## PARTS OF THE EXERCISE:
1. In the text on capability resource theory, which three variables characterize every capability?
2. Reproduce everything in the capability resource theory text from "This is FMEA" down to "measured and exploited.", with no changes.

## EXTRACTED TEXT:
Capability Resource Theory: What Trading Card Games Teach About AI Systems
Every capability is characterized by persistence, firing count, and independence. The full resource management framework — from opportunity cost to adaptive cycling — derived from TCG mechanics and grounded in 14 of 15 primitives.
Capability Resource Theory
What do trading card games, AI systems, and pharmacovigilance pipelines have in common? They are all resource allocation systems operating under constraint. This framework, derived from TCG mechanics and grounded in 14 of 15 primitives, provides the universal vocabulary for capability management.
Opportunity Cost
Every token spent on X is unavailable for Y. Context windows are finite consumable resources. The only decision is: what is worth more?
Budget is quantity bounded by boundary, allocated via comparison, consumed irreversibly. This is true for mana in Magic: The Gathering, for tokens in an LLM context window, and for attention in a pharmacovigilance signal review queue.
The Capability Persistence Taxonomy
Every capability is characterized by three variables:
- Persistence — how long it lasts (ephemeral vs permanent)
- Firing count — how many times it triggers (single-use vs unlimited)
- Independence — whether it stands alone (independent vs dependent)
The space defined by these three variables contains ALL capability types. Named types — tool, modifier, one-shot, emergent, environment — are specific points in this space. No capability exists outside it.
The Sensitivity Matrix
Every capability has predictable failure inputs (weaknesses) and predictable strengths (resistances).
Effect equals the mapping of input type to capability type, multiplied by base effect. Document this as a matrix: rows are capabilities, columns are input types, cells are amplification factors.
This is FMEA (Failure Mode and Effects Analysis) wearing a different hat. It is also the type effectiveness chart from any RPG. The underlying structure is identical: every entity has a response profile that can be measured and exploited.
Four Scheduling Modes
Resource scheduling has exactly four fundamental modes:
| Mode | Allocation | Timing | Frequency |
|---|---|---|---|
| Breadth-fast | Shallow, spread | Early | High |
| Depth-slow | Deep, concentrated | Late | Low |
| Pipeline-burst | Stored then burst | Triggered | Burst |
| Lean-steady | Efficient minimum | Continuous | Steady |
No single mode is universally optimal. Select dynamically based on task complexity. A signal detection pipeline uses pipeline-burst. A regulatory monitoring system uses lean-steady. A research sprint uses breadth-fast then depth-slow.
Mutual Exclusion
Committing a capability to Task A makes it unavailable for Task B until the next cycle. State cycles: available, then use, then committed, then cycle resets to available.
This is Dijkstra's semaphore in capability space. It is also why multitasking degrades quality — the context switch cost is a real resource expenditure, not just a cognitive illusion.
The Prerequisite DAG
Advanced capabilities require foundational prerequisites in strict order: Knowledge flows through Boundary to Skill, flows through Boundary to Behavior. Each gate is irreversible — you cannot un-learn a skill back into raw knowledge.

## MATERIAL SUPPLIED:
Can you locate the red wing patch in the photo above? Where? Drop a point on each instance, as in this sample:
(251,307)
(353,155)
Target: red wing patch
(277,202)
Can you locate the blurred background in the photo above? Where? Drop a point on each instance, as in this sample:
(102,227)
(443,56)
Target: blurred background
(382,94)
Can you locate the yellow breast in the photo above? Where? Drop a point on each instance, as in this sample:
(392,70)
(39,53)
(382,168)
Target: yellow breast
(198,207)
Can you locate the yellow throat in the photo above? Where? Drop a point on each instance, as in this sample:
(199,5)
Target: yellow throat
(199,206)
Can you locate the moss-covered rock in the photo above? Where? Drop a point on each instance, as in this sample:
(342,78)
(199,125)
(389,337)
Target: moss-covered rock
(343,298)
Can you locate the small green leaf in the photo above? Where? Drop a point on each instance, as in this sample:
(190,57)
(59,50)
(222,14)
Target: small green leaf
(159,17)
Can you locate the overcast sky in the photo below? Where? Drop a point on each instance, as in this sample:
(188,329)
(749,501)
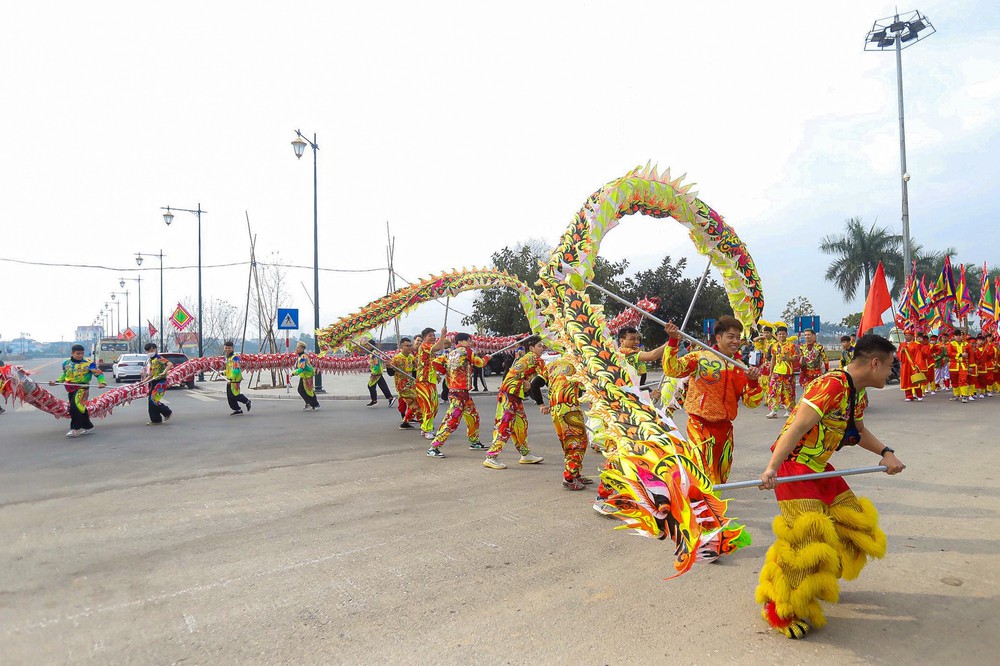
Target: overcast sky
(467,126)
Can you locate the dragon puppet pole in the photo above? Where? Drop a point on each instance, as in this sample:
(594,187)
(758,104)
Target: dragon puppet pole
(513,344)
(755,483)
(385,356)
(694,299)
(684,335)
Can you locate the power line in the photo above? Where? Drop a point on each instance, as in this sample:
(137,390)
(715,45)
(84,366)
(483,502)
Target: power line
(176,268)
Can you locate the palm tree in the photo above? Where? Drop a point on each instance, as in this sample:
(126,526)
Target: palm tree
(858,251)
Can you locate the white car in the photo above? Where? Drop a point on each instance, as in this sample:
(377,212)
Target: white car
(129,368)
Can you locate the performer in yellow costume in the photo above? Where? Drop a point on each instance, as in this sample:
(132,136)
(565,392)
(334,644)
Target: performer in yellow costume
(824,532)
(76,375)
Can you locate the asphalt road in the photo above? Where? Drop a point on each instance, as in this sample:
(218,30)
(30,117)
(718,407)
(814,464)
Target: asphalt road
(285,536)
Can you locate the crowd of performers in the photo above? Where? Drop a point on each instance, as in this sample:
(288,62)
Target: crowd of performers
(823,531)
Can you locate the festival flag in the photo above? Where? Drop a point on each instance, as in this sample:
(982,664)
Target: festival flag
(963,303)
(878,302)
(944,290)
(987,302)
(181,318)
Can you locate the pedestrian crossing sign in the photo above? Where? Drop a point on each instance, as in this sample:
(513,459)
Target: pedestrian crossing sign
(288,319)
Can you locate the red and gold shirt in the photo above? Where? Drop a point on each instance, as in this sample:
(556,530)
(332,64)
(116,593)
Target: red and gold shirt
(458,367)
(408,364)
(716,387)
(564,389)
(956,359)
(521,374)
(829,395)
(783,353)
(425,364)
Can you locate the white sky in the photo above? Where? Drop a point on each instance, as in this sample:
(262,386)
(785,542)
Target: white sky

...

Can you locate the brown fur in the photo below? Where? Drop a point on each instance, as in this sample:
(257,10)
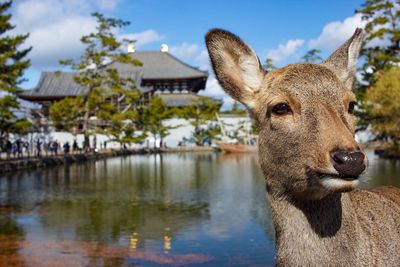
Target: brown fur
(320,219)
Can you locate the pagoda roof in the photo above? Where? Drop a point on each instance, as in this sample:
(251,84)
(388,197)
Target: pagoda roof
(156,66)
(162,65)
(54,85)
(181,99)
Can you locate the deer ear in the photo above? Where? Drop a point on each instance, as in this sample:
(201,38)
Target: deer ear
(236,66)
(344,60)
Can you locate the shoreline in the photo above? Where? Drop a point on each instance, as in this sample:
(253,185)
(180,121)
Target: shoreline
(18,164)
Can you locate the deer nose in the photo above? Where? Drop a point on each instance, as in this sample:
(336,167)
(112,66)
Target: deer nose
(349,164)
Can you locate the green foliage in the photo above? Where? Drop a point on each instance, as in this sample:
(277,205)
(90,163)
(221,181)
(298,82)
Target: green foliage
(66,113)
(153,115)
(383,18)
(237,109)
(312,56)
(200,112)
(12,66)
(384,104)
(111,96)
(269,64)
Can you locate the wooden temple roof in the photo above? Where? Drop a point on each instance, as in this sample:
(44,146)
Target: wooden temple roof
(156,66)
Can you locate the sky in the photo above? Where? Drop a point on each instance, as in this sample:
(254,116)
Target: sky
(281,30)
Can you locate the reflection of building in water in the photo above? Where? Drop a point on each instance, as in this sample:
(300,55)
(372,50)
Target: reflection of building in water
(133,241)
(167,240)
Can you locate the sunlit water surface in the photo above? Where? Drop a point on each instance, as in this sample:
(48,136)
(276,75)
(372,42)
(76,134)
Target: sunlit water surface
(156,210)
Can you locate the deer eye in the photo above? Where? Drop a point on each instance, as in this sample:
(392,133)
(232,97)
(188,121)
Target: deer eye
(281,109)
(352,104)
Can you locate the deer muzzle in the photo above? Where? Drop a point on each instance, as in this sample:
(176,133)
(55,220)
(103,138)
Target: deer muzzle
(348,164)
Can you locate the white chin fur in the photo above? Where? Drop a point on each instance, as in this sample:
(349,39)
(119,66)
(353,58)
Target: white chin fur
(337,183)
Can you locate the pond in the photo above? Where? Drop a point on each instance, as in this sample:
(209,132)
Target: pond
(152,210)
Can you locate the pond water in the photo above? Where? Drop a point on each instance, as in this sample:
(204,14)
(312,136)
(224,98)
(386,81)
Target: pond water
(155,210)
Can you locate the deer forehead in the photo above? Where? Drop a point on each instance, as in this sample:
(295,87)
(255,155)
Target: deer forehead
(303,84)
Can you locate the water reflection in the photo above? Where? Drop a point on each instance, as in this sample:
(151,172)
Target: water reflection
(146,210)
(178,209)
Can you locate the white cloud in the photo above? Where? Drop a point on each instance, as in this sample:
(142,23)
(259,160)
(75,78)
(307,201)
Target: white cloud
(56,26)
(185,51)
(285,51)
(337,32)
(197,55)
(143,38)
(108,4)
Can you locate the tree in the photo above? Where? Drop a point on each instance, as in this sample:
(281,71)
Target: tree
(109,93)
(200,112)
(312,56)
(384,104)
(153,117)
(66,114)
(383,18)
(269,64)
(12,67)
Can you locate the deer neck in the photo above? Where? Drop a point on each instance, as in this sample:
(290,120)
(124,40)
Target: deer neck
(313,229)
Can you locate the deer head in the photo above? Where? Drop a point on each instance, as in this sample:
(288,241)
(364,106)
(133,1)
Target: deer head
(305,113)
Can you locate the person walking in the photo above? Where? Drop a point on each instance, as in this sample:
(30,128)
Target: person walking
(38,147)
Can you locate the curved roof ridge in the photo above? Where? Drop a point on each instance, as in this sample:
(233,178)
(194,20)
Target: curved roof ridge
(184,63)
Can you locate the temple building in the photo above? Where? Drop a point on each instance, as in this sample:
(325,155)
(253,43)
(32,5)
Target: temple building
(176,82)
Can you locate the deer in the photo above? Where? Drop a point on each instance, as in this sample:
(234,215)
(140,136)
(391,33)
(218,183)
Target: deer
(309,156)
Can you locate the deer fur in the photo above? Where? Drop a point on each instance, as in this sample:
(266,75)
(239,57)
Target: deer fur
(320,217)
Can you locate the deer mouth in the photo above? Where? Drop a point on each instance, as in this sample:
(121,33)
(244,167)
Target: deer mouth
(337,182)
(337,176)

--

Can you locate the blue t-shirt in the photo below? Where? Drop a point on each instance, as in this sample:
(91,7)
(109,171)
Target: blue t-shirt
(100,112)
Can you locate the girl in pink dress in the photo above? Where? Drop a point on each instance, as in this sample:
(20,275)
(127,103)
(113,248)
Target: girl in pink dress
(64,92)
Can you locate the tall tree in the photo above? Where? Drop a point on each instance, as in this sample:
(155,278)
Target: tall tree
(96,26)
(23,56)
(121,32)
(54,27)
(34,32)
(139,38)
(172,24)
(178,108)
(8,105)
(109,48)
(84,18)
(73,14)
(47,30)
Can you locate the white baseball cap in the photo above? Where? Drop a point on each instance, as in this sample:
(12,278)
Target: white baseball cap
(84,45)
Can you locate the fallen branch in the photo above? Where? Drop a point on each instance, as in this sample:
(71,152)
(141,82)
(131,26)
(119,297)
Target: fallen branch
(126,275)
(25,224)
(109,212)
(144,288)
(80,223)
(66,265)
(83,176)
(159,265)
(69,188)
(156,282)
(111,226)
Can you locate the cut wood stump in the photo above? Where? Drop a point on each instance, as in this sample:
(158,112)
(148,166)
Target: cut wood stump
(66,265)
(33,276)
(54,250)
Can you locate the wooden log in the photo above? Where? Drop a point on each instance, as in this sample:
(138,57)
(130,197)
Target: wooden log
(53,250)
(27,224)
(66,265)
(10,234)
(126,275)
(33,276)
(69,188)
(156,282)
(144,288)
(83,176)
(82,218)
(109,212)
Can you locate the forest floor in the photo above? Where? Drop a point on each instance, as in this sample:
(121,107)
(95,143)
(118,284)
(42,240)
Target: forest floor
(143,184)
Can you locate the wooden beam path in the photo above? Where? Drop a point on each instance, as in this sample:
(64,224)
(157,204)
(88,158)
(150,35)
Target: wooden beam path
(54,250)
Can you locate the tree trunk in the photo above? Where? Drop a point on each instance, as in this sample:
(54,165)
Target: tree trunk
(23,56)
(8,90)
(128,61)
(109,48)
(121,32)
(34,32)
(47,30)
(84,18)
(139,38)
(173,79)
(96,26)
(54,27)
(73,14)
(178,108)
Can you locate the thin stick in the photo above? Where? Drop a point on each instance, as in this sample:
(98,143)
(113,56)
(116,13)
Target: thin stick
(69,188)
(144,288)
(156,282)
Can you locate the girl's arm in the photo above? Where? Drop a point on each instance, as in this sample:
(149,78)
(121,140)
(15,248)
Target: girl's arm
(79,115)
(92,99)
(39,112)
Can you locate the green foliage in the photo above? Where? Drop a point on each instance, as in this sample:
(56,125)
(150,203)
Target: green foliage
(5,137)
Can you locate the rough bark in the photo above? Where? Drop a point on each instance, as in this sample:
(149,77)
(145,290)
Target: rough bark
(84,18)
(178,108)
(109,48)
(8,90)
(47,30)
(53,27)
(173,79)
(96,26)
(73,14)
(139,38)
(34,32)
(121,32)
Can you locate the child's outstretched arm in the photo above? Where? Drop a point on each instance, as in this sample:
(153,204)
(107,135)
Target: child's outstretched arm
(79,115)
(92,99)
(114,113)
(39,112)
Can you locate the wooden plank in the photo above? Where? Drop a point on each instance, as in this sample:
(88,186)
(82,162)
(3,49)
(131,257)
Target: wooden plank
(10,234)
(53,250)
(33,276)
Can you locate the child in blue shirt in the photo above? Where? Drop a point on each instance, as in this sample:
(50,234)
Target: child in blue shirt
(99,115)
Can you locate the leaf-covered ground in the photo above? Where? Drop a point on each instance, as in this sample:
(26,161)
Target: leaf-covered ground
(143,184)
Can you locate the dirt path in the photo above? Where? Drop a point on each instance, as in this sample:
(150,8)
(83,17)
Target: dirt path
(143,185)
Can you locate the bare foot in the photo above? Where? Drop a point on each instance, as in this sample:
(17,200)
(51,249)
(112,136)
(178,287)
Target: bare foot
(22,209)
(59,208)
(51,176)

## RESULTS FOR EACH TASK:
1. Persistence, firing count, and independence.

2.
This is FMEA (Failure Mode and Effects Analysis) wearing a different hat. It is also the type effectiveness chart from any RPG. The underlying structure is identical: every entity has a response profile that can be measured and exploited.